> [What you have to do]:
Rescale the listing from the line containing "Would you please pick out the turquoise" through the line containing "point(387, 240)", both ends included: write out every one of those lines, requests included, with each reported point coordinate multiplied by 1.9 and rounded to a whole number, halves rounding up. Leave the sample points inside the requests unchanged.

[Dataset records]
-- START --

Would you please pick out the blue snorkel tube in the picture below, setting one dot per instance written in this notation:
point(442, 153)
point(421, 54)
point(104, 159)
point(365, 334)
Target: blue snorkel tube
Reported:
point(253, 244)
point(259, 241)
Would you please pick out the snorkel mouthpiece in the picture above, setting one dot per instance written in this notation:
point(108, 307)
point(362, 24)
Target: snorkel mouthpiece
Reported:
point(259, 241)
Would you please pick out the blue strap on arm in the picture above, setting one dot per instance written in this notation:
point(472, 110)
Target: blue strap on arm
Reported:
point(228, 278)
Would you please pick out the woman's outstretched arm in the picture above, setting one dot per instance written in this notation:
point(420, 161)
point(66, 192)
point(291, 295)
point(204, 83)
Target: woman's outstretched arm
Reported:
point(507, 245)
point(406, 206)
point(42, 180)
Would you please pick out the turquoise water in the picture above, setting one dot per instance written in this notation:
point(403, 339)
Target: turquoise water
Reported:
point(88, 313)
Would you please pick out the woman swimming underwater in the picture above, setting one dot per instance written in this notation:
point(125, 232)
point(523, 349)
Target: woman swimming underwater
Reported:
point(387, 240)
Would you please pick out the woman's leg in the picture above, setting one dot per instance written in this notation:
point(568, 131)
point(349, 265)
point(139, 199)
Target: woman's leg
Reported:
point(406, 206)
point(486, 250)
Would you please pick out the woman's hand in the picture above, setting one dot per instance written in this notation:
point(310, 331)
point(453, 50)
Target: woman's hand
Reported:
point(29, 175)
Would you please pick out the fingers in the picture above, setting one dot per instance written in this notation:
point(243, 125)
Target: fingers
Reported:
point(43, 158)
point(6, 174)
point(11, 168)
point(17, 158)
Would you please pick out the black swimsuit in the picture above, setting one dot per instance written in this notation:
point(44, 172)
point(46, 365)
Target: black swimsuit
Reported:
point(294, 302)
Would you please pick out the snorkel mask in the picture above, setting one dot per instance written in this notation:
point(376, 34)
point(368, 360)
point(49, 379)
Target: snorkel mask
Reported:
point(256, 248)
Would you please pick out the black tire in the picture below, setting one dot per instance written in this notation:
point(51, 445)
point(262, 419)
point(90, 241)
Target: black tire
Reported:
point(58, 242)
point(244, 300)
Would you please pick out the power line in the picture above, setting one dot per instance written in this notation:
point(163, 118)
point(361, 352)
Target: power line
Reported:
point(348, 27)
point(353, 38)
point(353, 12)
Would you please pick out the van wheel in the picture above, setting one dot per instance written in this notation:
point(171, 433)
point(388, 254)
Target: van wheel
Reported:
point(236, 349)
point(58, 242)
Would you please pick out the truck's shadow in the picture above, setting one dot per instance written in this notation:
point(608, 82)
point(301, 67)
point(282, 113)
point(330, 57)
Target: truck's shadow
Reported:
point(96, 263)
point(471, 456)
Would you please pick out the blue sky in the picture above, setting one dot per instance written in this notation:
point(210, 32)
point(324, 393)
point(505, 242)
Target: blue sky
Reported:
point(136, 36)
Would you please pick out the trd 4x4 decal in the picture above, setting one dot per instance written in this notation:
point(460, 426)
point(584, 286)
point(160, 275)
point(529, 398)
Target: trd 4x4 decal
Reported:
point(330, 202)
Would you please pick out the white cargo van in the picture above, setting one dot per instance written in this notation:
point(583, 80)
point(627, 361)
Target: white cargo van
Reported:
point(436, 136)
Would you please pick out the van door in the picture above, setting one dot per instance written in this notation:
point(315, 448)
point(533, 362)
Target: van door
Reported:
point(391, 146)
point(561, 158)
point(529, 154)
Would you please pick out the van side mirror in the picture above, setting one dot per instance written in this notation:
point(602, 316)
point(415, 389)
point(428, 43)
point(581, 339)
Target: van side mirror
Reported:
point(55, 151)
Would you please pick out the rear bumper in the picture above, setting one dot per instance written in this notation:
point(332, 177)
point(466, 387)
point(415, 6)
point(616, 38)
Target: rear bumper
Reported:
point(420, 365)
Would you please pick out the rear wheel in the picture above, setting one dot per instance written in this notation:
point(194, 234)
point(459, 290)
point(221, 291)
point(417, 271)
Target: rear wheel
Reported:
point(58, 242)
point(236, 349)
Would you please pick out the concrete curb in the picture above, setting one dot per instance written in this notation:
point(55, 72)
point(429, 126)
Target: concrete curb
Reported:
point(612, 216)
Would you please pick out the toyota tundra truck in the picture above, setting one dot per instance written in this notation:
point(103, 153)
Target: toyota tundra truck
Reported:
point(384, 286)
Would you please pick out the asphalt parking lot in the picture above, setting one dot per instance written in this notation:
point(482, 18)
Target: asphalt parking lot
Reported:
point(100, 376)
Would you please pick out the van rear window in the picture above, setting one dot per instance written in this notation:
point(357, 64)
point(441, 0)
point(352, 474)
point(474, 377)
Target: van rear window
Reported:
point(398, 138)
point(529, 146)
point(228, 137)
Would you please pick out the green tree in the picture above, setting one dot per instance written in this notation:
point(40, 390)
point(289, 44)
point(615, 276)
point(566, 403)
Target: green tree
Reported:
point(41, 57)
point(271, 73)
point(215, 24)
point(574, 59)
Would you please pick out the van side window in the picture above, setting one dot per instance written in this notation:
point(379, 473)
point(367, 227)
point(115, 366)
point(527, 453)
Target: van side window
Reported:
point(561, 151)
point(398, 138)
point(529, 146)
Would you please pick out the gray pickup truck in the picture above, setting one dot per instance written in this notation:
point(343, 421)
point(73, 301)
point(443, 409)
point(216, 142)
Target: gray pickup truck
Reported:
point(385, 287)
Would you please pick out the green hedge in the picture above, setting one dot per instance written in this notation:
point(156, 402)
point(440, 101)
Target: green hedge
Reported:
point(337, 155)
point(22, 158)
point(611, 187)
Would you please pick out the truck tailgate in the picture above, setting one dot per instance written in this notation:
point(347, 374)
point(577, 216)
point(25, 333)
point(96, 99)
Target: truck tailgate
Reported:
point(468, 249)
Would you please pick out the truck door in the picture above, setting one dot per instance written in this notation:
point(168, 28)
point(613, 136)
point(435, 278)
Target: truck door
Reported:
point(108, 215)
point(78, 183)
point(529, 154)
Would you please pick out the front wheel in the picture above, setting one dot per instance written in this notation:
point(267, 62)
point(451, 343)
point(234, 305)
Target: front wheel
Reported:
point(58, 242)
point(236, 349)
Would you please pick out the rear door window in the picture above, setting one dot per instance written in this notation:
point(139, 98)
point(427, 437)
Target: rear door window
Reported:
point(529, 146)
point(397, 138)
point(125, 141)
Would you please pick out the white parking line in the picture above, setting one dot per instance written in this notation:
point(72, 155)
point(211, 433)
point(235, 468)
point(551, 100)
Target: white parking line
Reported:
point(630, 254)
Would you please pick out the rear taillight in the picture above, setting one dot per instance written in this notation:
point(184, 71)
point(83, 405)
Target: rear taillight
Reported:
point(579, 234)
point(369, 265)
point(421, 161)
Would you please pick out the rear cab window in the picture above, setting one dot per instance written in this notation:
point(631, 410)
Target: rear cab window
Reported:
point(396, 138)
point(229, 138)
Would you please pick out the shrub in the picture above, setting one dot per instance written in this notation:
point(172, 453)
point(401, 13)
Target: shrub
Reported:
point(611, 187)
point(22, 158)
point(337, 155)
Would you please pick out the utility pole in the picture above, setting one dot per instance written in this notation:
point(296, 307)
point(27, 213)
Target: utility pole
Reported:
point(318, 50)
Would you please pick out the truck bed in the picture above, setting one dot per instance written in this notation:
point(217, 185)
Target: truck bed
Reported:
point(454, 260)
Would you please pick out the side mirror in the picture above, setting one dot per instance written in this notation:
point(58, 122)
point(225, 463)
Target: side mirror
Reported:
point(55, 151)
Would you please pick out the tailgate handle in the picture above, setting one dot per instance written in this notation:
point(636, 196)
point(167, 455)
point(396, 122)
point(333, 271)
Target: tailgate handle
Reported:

-- END --

> [Solution below]:
Would you please pick out the turquoise water in the picture above, setting one dot per instance written in this notation:
point(403, 339)
Target: turquoise water
Reported:
point(167, 595)
Would you please pick out the woman swimming underwater in the picture above, setting one dot per instance written in this notation:
point(125, 232)
point(523, 349)
Target: woman swimming underwater
Reported:
point(735, 456)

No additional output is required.